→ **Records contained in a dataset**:
·····

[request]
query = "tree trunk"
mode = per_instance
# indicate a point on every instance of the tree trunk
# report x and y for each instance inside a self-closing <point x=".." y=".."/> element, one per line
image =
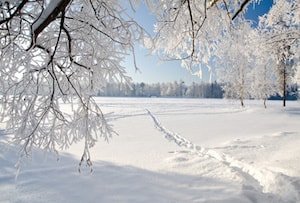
<point x="242" y="102"/>
<point x="284" y="87"/>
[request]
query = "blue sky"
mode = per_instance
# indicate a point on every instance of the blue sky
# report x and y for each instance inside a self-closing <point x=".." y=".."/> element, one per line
<point x="154" y="70"/>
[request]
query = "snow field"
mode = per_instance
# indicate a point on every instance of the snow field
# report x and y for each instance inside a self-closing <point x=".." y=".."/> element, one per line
<point x="170" y="150"/>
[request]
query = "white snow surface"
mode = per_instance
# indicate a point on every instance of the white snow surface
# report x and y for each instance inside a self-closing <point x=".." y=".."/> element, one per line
<point x="169" y="150"/>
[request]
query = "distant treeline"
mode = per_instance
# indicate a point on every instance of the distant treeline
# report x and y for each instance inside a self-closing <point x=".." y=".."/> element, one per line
<point x="170" y="89"/>
<point x="177" y="89"/>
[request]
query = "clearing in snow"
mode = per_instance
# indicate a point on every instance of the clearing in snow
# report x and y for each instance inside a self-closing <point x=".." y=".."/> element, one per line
<point x="169" y="150"/>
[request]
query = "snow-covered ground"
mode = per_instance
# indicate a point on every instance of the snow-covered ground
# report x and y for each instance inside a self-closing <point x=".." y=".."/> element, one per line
<point x="170" y="150"/>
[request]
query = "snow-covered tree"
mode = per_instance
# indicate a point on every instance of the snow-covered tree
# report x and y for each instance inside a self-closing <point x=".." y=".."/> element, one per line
<point x="60" y="51"/>
<point x="282" y="28"/>
<point x="263" y="73"/>
<point x="235" y="62"/>
<point x="189" y="30"/>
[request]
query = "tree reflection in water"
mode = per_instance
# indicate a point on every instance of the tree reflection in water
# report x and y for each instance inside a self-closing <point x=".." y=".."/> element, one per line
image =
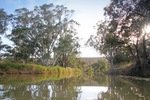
<point x="75" y="88"/>
<point x="64" y="89"/>
<point x="121" y="88"/>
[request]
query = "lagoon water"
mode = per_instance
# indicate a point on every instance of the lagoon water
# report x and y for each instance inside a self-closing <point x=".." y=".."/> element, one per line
<point x="97" y="87"/>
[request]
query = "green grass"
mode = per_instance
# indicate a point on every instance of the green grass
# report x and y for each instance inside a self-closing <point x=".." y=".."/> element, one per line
<point x="17" y="68"/>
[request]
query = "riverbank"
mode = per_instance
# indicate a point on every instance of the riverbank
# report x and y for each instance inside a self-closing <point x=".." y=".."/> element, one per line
<point x="17" y="68"/>
<point x="131" y="70"/>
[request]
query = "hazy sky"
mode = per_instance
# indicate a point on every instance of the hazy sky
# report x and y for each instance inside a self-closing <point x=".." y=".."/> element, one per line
<point x="87" y="13"/>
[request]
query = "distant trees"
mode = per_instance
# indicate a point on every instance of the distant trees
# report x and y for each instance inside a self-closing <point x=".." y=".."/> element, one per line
<point x="37" y="34"/>
<point x="123" y="32"/>
<point x="3" y="28"/>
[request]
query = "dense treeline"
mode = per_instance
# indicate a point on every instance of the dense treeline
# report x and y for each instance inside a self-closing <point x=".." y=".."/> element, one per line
<point x="44" y="35"/>
<point x="124" y="35"/>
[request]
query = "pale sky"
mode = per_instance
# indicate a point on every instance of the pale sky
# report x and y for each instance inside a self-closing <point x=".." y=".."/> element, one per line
<point x="87" y="14"/>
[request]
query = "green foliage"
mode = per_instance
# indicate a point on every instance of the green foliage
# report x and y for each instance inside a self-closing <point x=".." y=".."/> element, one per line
<point x="17" y="68"/>
<point x="67" y="50"/>
<point x="36" y="32"/>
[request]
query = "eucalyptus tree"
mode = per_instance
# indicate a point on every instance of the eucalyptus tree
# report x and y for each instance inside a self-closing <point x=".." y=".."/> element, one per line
<point x="3" y="28"/>
<point x="67" y="51"/>
<point x="131" y="16"/>
<point x="36" y="32"/>
<point x="105" y="41"/>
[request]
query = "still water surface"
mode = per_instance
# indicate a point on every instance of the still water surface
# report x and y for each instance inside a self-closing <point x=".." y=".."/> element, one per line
<point x="97" y="87"/>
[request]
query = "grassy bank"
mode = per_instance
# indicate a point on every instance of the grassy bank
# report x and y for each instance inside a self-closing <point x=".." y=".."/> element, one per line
<point x="16" y="68"/>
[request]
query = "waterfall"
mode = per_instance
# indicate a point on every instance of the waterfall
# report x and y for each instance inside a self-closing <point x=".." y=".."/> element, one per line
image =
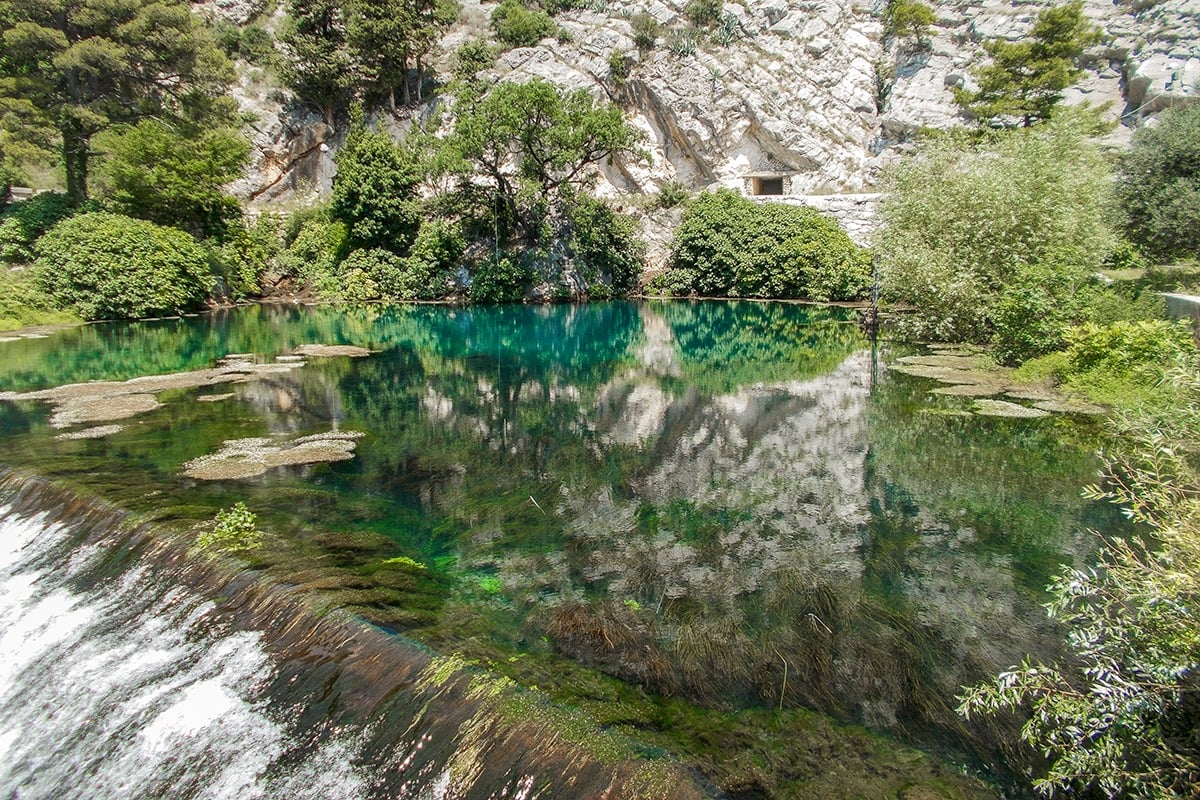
<point x="130" y="668"/>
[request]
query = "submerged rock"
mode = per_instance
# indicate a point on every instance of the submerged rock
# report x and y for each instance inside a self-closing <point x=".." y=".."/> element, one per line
<point x="241" y="458"/>
<point x="97" y="432"/>
<point x="1003" y="408"/>
<point x="331" y="350"/>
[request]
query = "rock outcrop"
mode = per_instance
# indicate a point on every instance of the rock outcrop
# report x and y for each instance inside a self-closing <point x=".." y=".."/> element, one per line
<point x="809" y="91"/>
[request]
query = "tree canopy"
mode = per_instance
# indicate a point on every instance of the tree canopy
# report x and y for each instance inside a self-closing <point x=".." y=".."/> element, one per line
<point x="1159" y="185"/>
<point x="1026" y="78"/>
<point x="532" y="142"/>
<point x="79" y="66"/>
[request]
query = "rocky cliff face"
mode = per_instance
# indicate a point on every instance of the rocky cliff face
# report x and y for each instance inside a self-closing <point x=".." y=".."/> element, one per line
<point x="805" y="90"/>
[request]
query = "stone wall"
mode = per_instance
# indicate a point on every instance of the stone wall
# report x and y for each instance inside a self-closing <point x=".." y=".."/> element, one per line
<point x="857" y="214"/>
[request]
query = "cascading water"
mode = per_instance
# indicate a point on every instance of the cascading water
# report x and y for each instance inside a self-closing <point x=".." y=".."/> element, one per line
<point x="120" y="678"/>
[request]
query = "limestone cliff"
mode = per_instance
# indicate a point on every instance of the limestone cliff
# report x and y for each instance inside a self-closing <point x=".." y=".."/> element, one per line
<point x="808" y="91"/>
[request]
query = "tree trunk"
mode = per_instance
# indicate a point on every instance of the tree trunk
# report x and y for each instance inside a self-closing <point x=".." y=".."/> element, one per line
<point x="405" y="97"/>
<point x="76" y="149"/>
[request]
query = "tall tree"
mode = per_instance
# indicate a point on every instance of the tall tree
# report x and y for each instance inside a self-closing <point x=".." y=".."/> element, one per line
<point x="375" y="190"/>
<point x="389" y="37"/>
<point x="1025" y="79"/>
<point x="534" y="142"/>
<point x="84" y="65"/>
<point x="318" y="66"/>
<point x="173" y="174"/>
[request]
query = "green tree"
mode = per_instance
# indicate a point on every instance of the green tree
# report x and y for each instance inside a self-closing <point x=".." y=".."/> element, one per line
<point x="1120" y="715"/>
<point x="533" y="142"/>
<point x="729" y="245"/>
<point x="1158" y="185"/>
<point x="389" y="37"/>
<point x="375" y="191"/>
<point x="1025" y="78"/>
<point x="520" y="26"/>
<point x="967" y="218"/>
<point x="84" y="65"/>
<point x="909" y="19"/>
<point x="173" y="175"/>
<point x="107" y="266"/>
<point x="318" y="66"/>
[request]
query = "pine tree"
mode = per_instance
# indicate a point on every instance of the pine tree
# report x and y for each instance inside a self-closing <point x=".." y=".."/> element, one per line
<point x="318" y="66"/>
<point x="81" y="66"/>
<point x="1026" y="78"/>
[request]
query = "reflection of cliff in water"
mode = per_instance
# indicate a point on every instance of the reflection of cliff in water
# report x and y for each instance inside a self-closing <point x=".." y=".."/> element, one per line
<point x="762" y="552"/>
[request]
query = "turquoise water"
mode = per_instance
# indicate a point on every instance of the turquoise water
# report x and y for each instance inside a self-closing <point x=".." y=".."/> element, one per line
<point x="730" y="503"/>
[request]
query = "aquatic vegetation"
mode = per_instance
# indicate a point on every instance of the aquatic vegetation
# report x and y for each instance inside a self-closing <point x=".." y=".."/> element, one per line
<point x="233" y="530"/>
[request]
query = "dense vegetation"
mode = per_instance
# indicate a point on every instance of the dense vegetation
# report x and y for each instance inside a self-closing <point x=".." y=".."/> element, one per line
<point x="730" y="246"/>
<point x="996" y="236"/>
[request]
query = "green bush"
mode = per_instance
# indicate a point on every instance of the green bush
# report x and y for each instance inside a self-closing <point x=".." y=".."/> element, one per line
<point x="23" y="302"/>
<point x="502" y="280"/>
<point x="315" y="254"/>
<point x="646" y="31"/>
<point x="737" y="247"/>
<point x="429" y="270"/>
<point x="173" y="175"/>
<point x="375" y="191"/>
<point x="965" y="217"/>
<point x="1125" y="348"/>
<point x="245" y="256"/>
<point x="907" y="19"/>
<point x="1158" y="185"/>
<point x="1033" y="313"/>
<point x="23" y="223"/>
<point x="108" y="266"/>
<point x="233" y="530"/>
<point x="607" y="244"/>
<point x="519" y="26"/>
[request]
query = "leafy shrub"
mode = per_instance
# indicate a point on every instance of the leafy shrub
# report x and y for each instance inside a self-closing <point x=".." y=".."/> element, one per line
<point x="607" y="245"/>
<point x="233" y="530"/>
<point x="375" y="191"/>
<point x="315" y="254"/>
<point x="907" y="19"/>
<point x="501" y="280"/>
<point x="742" y="248"/>
<point x="646" y="31"/>
<point x="519" y="26"/>
<point x="1033" y="314"/>
<point x="23" y="223"/>
<point x="245" y="254"/>
<point x="672" y="193"/>
<point x="963" y="218"/>
<point x="24" y="304"/>
<point x="1158" y="185"/>
<point x="301" y="217"/>
<point x="473" y="56"/>
<point x="107" y="266"/>
<point x="703" y="13"/>
<point x="1125" y="348"/>
<point x="430" y="266"/>
<point x="173" y="176"/>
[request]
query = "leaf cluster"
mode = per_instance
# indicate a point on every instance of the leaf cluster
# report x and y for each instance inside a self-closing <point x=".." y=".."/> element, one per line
<point x="967" y="220"/>
<point x="1158" y="185"/>
<point x="730" y="246"/>
<point x="1025" y="79"/>
<point x="1121" y="719"/>
<point x="107" y="266"/>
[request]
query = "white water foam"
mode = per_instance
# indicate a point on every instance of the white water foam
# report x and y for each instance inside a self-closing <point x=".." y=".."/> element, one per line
<point x="127" y="691"/>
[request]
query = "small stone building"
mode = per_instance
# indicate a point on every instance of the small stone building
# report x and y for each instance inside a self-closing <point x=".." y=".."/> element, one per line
<point x="767" y="179"/>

·····

→ **WHAT YOU NEED TO DO**:
Output should consist of the lines above from the one with "# indicate a point on every instance of the grassy" down to the one with "# indicate a point on every instance of the stone", exact and without pictures.

→ **EXERCISE RESPONSE**:
# indicate a point on every instance of the grassy bank
# report x and y for each instance inside a self-closing <point x=".." y=".."/> element, one per line
<point x="16" y="68"/>
[request]
query = "waterfall"
mode = per_instance
# indicate a point on every instance of the waterfall
# report x and y for each instance inside a self-closing <point x=".." y=".."/> element, one per line
image =
<point x="130" y="668"/>
[request]
query = "submerged rock"
mode = per_instance
# indicate a point on every instance of the submerged rock
# report x and y for each instance inside a self-closing <point x=".." y=".."/> element, one per line
<point x="241" y="458"/>
<point x="97" y="432"/>
<point x="1003" y="408"/>
<point x="331" y="350"/>
[request]
query = "rock outcrop"
mode = per_instance
# indicate a point on every instance of the rock outcrop
# report x and y for each instance inside a self-closing <point x=".." y=".."/> element, one per line
<point x="809" y="91"/>
[request]
query = "tree canopy"
mode = per_instance
# indicate a point on every instance of the tree canopy
# report x and y for each instance inside a self-closing <point x=".." y=".."/> element, one per line
<point x="1159" y="185"/>
<point x="1026" y="78"/>
<point x="532" y="142"/>
<point x="79" y="66"/>
[request]
query = "rocky cliff face"
mode = per_instance
# indicate a point on every instance of the rocky cliff face
# report x and y for each instance inside a self-closing <point x=".." y=".."/> element, one per line
<point x="805" y="90"/>
[request]
query = "stone wall"
mode = per_instance
# indicate a point on every instance of the stone wall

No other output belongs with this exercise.